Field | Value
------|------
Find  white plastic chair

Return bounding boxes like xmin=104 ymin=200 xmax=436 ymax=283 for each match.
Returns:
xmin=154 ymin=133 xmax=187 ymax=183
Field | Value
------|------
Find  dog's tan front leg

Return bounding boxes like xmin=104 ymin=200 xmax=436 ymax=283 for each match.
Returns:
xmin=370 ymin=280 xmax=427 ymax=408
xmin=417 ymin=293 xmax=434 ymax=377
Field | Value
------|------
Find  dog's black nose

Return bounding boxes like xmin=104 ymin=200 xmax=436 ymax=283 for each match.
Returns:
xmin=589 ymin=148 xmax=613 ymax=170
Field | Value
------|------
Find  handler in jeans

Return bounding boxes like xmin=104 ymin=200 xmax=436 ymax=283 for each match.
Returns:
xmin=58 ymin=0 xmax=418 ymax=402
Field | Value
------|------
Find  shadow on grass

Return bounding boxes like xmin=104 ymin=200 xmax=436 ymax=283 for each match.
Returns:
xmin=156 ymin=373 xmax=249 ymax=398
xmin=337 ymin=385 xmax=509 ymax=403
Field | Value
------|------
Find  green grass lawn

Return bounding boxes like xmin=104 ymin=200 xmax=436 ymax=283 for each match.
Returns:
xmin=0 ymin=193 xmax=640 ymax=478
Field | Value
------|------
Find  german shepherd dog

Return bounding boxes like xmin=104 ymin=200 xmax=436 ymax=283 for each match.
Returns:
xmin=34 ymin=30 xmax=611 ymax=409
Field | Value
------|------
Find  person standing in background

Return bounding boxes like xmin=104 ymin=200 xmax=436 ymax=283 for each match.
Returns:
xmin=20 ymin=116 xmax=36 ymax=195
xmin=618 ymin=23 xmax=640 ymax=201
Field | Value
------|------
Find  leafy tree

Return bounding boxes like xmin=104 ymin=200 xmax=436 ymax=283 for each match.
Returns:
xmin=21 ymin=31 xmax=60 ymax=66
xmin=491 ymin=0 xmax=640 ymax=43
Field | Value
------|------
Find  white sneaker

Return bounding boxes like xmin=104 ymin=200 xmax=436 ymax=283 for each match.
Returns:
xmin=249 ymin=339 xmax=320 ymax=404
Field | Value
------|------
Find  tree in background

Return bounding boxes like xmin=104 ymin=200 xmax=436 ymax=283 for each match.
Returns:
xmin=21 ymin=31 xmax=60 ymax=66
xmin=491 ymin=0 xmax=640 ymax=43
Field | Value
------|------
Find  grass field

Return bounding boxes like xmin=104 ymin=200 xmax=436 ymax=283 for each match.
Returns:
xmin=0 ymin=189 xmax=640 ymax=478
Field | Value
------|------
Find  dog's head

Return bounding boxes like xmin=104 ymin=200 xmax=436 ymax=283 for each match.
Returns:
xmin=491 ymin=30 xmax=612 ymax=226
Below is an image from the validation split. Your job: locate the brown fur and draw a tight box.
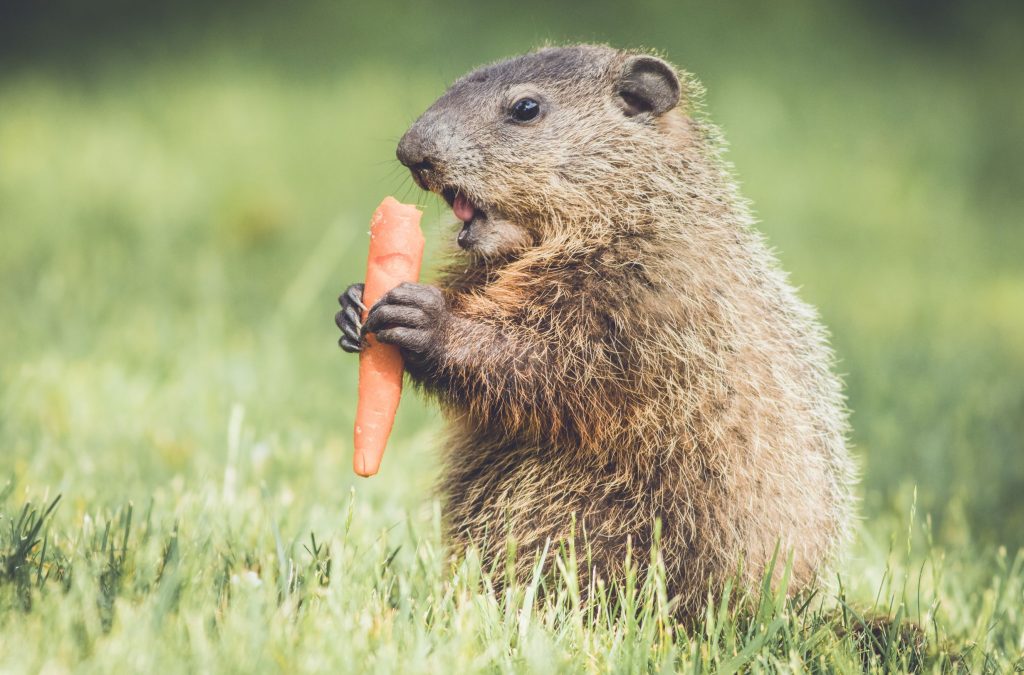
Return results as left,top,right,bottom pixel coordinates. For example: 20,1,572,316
399,45,854,614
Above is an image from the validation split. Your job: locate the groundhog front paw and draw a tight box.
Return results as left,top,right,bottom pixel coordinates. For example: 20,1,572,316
361,283,449,366
334,284,367,353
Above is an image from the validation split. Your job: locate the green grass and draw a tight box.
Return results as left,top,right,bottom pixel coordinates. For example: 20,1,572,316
0,2,1024,673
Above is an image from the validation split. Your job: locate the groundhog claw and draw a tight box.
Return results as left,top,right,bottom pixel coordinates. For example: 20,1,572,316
334,284,366,352
360,283,447,361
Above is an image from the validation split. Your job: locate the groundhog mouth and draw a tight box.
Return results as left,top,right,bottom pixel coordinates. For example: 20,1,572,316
440,185,487,248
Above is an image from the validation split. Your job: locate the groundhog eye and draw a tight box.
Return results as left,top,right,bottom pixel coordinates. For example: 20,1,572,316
511,98,541,122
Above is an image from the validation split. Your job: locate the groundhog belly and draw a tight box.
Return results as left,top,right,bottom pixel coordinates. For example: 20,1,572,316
441,350,844,614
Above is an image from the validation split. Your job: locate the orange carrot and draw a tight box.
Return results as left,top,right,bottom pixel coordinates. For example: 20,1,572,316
352,197,424,476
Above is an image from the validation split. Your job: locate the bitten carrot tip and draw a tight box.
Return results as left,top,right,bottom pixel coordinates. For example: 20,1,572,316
━━━
**Work instructions**. Rewrite the entries starting at the line that contains "eye and draw a tight box." and continuing through the last entry, replacing "groundhog" with "woodchuck" and leaving everything else as is.

**Task solution**.
Above is an image from the validation split. Your job: locate the woodchuck eye and draw a tight box.
Return results as left,top,right,bottom pixel coordinates. For example: 20,1,572,316
511,98,541,122
Above is an image from the validation split. Your job: locate the woodchuck belly and draw a tight box.
Return results as left,top,right,bottom pixel coordinates. For example: 20,1,572,316
441,350,844,614
Above is an image from the validation split. Your job: locate the orange carrot and draw a tight box.
Return results as left,top,right,bottom pixel coordinates. For example: 20,1,572,316
352,197,424,476
Above is an image from the validation split. Your job: locate the bitten carrot tip and draw a tight box.
Return results as left,top,right,bottom pixel coordinates. For example: 20,1,572,316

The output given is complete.